* begin Rows *

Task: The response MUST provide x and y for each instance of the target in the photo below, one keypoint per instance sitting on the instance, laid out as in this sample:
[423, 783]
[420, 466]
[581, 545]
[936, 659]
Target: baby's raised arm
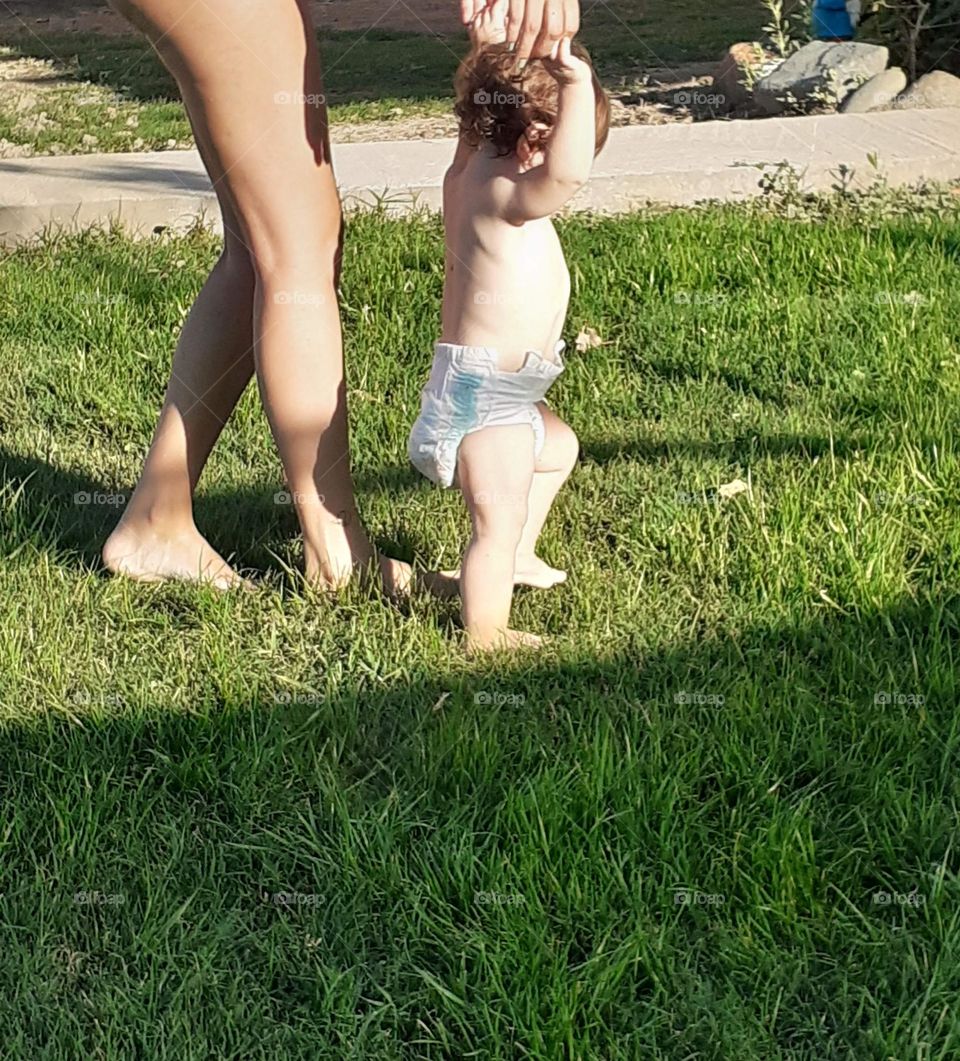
[569, 150]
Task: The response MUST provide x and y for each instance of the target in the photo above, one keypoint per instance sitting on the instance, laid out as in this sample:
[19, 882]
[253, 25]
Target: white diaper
[465, 393]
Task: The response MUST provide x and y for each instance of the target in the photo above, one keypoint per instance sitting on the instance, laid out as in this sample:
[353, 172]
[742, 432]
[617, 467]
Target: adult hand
[536, 27]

* end Rows *

→ Goal: Copy the records above word for word and line for line, leaving out the pictures.

→ Solved exercise:
Task: The response MUST provide x and y for each instance of the target in the photo below, one keypoint per instance sitting on the instance, laid out as in this sample:
[423, 783]
[420, 466]
[581, 545]
[936, 659]
Target: baby's raised arm
[569, 150]
Task: The response MUST provide x and y for each instance of the target in the photo above, one keypoint per instance sitting on the instance, laid out as in this sample:
[19, 882]
[253, 25]
Target: white diaper
[465, 393]
Task: The response MUST provide x and y for each instance of the target in the photo above, one keypoint per instance sitting on the instance, laid out as in this sample:
[353, 172]
[742, 432]
[617, 467]
Target: adult hand
[536, 27]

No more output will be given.